For more than 115 years, the NCAA has regulated intercollegiate amateur sports in the United States. From its very founding—as the then-named “Intercollegiate Athletic Association of the United States”—the organization dedicated itself to the principle that only unpaid amateurs should be permitted to engage in intercollegiate athletics, with its original by-laws requiring that: “[n]o student shall represent a College or University in any intercollegiate game or contest who is paid or receives, directly or indirectly, any money, or financial concession.” On June 30, 2021, under mounting pressure from student-athletes, fans, legislators and activists, all three divisions of the NCAA adopted interim measures that, for the first time, allowed college student-athletes to benefit financially from their name, image and likeness (“NIL”) without fear of NCAA penalty.
The NCAA’s new interim NIL policy represents a sea change in college sports, but one that comes only as a consequence of mounting legislative pressure from state governments, as well as a jurisprudential nudge from the Supreme Court. Over the past three years, several states enacted NIL laws prohibiting colleges from restricting student-athlete NIL compensation. These state NIL laws, once effective, would directly conflict with Article 12 of the NCAA bylaws which had barred student athletes from capitalizing on their own NIL. With many of these state laws going into effect on July 1, 2021, the NCAA and these states were heading for a standoff over the NIL issue, and various stakeholders, including colleges and student-athletes were caught in between. By adopting its interim NIL policy the day before those state NIL laws took effect, the NCAA not only avoided the conflict with the early-adopting states, it also effectively pushed the NIL issue squarely into the federal government’s lap.
With 28 state NIL laws currently enacted, the NCAA, college athletic conferences, individual colleges, sports agents and student-athletes now await federal action to preempt and level an uneven patchwork of NIL laws that portends mass confusion and competitive imbalance. In the meantime, all stakeholders must familiarize themselves with this mosaic of state laws, the interim NCAA measures, and the potential face of federal legislation.
NIL Rights Generally
NIL rights generally refer to one’s ability to receive compensation from selling the rights to one’s name, image or likeness. In the context of collegiate sports, NIL rights are “sold” when a student-athlete is paid to endorse a product, autograph a photo, appear at a business opening, etc. Prior to the NCAA’s interim rule change, Article 12 of the NCAA Bylaws prohibited student-athletes from being compensated by anyone for their NIL prior to and after college enrollment with limited exceptions, as follows:
“After becoming a student-athlete, an individual shall not be eligible for participation in intercollegiate athletics if the individual:
(a) Accepts any remuneration for or permits the use of his or her name or picture to advertise, recommend or promote directly the sale or use of a commercial product or service of any kind; or
(b) Receives remuneration for endorsing a commercial product or service through the individual’s use of such product or service.”
The NCAA had long defended the importance of its NIL restrictions, and chafed at legislative reform efforts that might otherwise upset its vision of amateurism. As recently as 2019 the NCAA Board of Governors sent a letter to California Governor Gavin Newsom threatening to exclude California’s colleges from NCAA competition should California not reconsider the passage of its NIL reform bill, but California’s bill would soon be joined by dozens of others, making the NCAA’s position untenable.

GIVEN MATERIAL =>

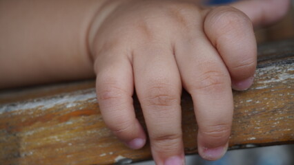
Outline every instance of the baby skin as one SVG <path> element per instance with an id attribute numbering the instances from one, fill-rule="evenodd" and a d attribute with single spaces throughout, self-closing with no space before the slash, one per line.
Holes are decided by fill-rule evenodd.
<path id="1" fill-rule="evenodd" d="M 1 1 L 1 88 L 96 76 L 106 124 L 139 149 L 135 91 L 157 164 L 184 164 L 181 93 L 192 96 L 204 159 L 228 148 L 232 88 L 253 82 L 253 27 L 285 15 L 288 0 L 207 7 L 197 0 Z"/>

GOALS =>
A. According to the NCAA article, on what date did all three NCAA divisions adopt the interim NIL measures?
B. Say whether each statement agrees with the NCAA article, and support each answer with the deciding words from it: (i) From its founding, the organization held that only unpaid amateurs should play intercollegiate sports. (ii) Thirty state NIL laws are currently enacted. (iii) In 2019 the NCAA Board of Governors sent a letter to California's governor.
C. Go on with the NCAA article, picking up after its final sentence.

RESULTS FOR EACH TASK =>
A. June 30, 2021.

B.
(i) Yes: "only unpaid amateurs should be permitted to engage in intercollegiate athletics"
(ii) No: "With 28 state NIL laws currently enacted"
(iii) Yes: "the NCAA Board of Governors sent a letter to California Governor Gavin Newsom"

C.
State Legislative Action Forces the NCAA’s Hand
In 2019, California Governor Gavin Newsome passed the “Fair Pay to Play Act”, making California the first state in the country to create a legal right for student-athletes to be compensated (by third parties, i.e., not their schools) for commercial use of their NIL. The law, which was set to go into effect on January 1, 2023 (and will likely be fast-tracked by amendment) explicitly prohibits any college, conference, or athletic association (including the NCAA) from upholding rules that would punish California student-athletes that receive NIL compensation. Two years later, 28 states have enacted NIL laws or orders, more than a dozen of which became effective as of July 1, 2021.
Although these state NIL laws share similarities—chief among them, the explicit allowance of NIL monetization by in-state student-athletes—they are sufficiently dissimilar such that they have created an uneven playing field among schools in different states.
For example, under the Arizona, New Mexico, or North Carolina NIL laws, student-athletes are not required to disclose their NIL endorsement agreements to their colleges, while every other state NIL law does require some sort of institutional disclosure. Regulation of sports agents and attorneys similarly varies, with states like Alabama, Arkansas, and Illinois requiring a student-athlete representative to be both registered with the state and identified to a student-athlete’s college, while Arizona, Colorado and Maryland NIL laws include no requirements concerning agents or representatives. Georgia’s law allows colleges to require “pooling arrangements” whereby student-athletes might contribute portions of their NIL earnings into an escrow account to be shared with other student-athletes upon leaving school, but no other state has such a provision. The list of differences goes on.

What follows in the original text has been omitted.